• Source data:
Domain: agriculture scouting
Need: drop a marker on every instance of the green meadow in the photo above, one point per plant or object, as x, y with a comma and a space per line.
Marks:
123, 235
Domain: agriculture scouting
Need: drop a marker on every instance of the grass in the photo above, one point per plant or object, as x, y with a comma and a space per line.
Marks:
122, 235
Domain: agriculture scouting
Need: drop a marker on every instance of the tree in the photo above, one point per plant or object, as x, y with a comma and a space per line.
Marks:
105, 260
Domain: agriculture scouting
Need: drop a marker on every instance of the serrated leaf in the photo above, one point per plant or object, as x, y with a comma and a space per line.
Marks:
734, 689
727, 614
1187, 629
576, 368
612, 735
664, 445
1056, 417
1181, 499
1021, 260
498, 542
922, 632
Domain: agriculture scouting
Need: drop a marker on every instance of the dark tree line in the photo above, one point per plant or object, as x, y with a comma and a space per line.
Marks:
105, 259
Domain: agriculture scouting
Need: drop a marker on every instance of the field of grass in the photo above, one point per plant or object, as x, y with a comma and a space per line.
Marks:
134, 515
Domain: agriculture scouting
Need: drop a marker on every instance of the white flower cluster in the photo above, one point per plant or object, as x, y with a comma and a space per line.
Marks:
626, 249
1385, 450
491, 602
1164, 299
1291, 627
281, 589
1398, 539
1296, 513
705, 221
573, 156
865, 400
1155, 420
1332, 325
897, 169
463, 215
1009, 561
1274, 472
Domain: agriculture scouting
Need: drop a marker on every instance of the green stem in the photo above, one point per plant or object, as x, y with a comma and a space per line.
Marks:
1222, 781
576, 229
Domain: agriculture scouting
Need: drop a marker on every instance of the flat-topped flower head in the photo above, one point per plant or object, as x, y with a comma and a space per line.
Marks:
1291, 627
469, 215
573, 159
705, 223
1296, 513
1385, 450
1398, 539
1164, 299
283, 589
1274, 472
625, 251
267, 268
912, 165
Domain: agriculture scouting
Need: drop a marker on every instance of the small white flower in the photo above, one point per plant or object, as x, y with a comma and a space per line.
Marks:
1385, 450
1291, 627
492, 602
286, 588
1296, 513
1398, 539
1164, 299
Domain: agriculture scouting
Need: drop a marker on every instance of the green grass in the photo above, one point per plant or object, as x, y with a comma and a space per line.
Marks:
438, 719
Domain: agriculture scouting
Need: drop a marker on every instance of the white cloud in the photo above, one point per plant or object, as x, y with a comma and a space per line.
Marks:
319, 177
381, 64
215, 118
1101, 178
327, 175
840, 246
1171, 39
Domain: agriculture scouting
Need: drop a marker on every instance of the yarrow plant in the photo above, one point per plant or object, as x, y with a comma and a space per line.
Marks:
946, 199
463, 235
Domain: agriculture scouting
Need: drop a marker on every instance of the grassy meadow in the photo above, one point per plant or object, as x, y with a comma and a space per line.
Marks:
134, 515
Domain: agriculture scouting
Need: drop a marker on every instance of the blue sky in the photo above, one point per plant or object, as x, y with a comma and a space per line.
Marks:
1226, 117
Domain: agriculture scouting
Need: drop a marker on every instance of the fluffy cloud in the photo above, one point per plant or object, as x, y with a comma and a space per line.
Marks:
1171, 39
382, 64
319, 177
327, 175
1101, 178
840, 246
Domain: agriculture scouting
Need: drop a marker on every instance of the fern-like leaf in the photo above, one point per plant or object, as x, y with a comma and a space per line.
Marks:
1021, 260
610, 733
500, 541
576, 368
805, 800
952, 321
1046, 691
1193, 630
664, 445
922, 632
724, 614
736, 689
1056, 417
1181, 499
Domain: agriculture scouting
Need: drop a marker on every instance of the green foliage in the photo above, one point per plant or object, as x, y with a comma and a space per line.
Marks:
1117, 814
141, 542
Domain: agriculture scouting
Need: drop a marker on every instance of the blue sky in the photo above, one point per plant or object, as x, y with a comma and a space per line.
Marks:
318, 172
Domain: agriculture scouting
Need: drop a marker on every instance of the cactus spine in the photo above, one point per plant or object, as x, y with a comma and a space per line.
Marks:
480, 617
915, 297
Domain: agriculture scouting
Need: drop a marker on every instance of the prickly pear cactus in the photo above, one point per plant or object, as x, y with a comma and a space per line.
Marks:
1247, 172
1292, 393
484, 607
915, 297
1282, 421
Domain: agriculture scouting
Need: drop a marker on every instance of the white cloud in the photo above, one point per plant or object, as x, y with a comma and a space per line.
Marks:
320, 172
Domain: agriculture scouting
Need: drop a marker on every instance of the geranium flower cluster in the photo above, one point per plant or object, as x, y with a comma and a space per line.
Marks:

• Short task:
Extract every entry above as it appears.

• Response to this task:
Domain: agriculture scouting
Need: drop a marker on every instance of the green meadow in the photo above, one point per plant or object, as x, y with a comma and a space per line.
Marks:
123, 235
Domain: agriculture scouting
Need: drop a marker on every instance of the grass in the photo above, one point per plant or object, as x, y with a comma and a space per line.
Marks:
122, 235
Domain: agriculture scouting
Need: drop a marker on every instance of the tree in the photo above, one point per plant or object, as x, y with a comma and a space per line.
Marks:
105, 260
Domain: agriculture scouting
Need: drop a marker on every instance of the serrated leaf in the photo above, one point per plant or object, as x, y with a comma and a space per line.
Marks:
734, 689
727, 614
1187, 629
576, 368
612, 735
664, 445
1056, 417
1181, 499
1021, 260
498, 542
922, 632
Domain: agriculture scouting
Need: drop a marker on every instance of the dark tree line in the photo above, one point per plant or object, as x, y with a comma and a space per line.
Marks:
105, 259
Domain: agriculture scouting
Need: drop a marker on every instance of the field of grass in the photo above, one point per plant or object, as x, y with a comma and a space per line.
Marks:
134, 515
Domain: agriculture scouting
Need: drop a marker on every instance of the white flower cluster in the photo above, one point per plant or object, as x, y with a comma and a space per line.
Marks:
626, 249
1385, 450
491, 602
1164, 299
1291, 627
281, 589
1398, 539
1296, 513
705, 221
573, 156
865, 400
1155, 420
1332, 325
897, 169
463, 215
1009, 561
1274, 472
Domain: agriculture scouting
Need: drop a marker on every instance of the green stem in the photo above, one point per plant or object, as x, y with a comma and a space per line.
Marks:
1222, 781
576, 229
Domain: agriculture scouting
Need: drop a marker on every instance of the flat-topped flower head in the photo above, one point per plant or object, as x, y with a comma and a space per line.
Marks:
1291, 627
469, 215
573, 159
705, 223
1296, 513
1385, 450
1398, 539
1164, 299
283, 589
1274, 472
625, 251
267, 268
912, 165
Domain: agriculture scouting
Need: drop a marker on every instance of the small white flower in the photo above, one point per plant or object, as x, y with a comma and a space per line.
Marks:
1385, 450
1291, 627
492, 602
286, 588
1296, 513
1398, 539
1164, 299
Domain: agriculture scouting
Need: drop a marker on every instance of the green grass in the photo above, one point per plant or object, as x, y with a comma and a space per line.
Marks:
438, 719
Domain: agriculture scouting
Need: drop a marker on every instance of the white cloud in the photo above, one point per plant or object, as x, y with a comma and a space per line.
Marks:
319, 177
381, 64
215, 118
1101, 178
327, 175
840, 246
1171, 39
Domain: agriculture scouting
Need: drop a marker on every instance of the yarrow plant in the photo above, one point per plant or object, as x, y with a comma and a space per line.
Marks:
946, 199
463, 235
Domain: agriculture scouting
Need: drop a marker on every instance of the grassy meadow in the photo above, one point per plant or object, as x, y with a comma and a space per line.
Marks:
134, 515
Domain: agriculture scouting
Need: drop a marker on every instance of the blue sky in the photo above, one point per plant or object, as x, y with a comma and a space per line.
Marks:
1226, 117
Domain: agriculture scouting
Need: drop a marker on every instance of the fluffy cloud in the photo above, one point per plant or object, as x, y with a comma and a space per line.
Marks:
1171, 39
382, 64
319, 177
327, 175
1101, 178
840, 246
Domain: agriculture scouting
Need: drop a marker on every instance of the fern-like leaf in the photo above, one point per plant or object, as x, y with a comma and a space per line.
Marks:
1021, 260
610, 733
500, 541
576, 368
805, 800
952, 321
1046, 691
1193, 630
664, 445
922, 632
724, 614
736, 689
1056, 417
1181, 499
Domain: agriculture scouting
Need: drop a marker on every instance of the green foliage in the photo above, one point per plant or object, as x, y with a comma and a space per line.
Marks:
1117, 814
141, 542
Domain: agriculture scouting
Need: drop a marker on every instance of the blue sky in the photo above, one point per plant or object, as x, y with a comma and a space per line.
Marks:
318, 172
Domain: agriculture scouting
Need: drop a marker on every instance of the cactus spine in the photo above, one point per plant or object, as x, y with a comma and a space per line.
Marks:
480, 617
915, 297
Domain: agriculture scouting
Need: drop a marker on every instance of the prickly pear cactus in the photo above, one point per plant or object, as x, y with a comma and a space per line.
Marks:
1247, 172
1292, 393
484, 607
915, 297
1282, 421
Domain: agriculture scouting
Need: drop a marker on every instance of the white cloud in the photo above, one point per plant or object, as x, y with a comma and a space per line.
Marks:
320, 172
Domain: agriculture scouting
Need: drop a marker on every instance of the geranium flower cluster in the photo above, one point per plant or object, as x, y with a comma and a space per line.
Marks:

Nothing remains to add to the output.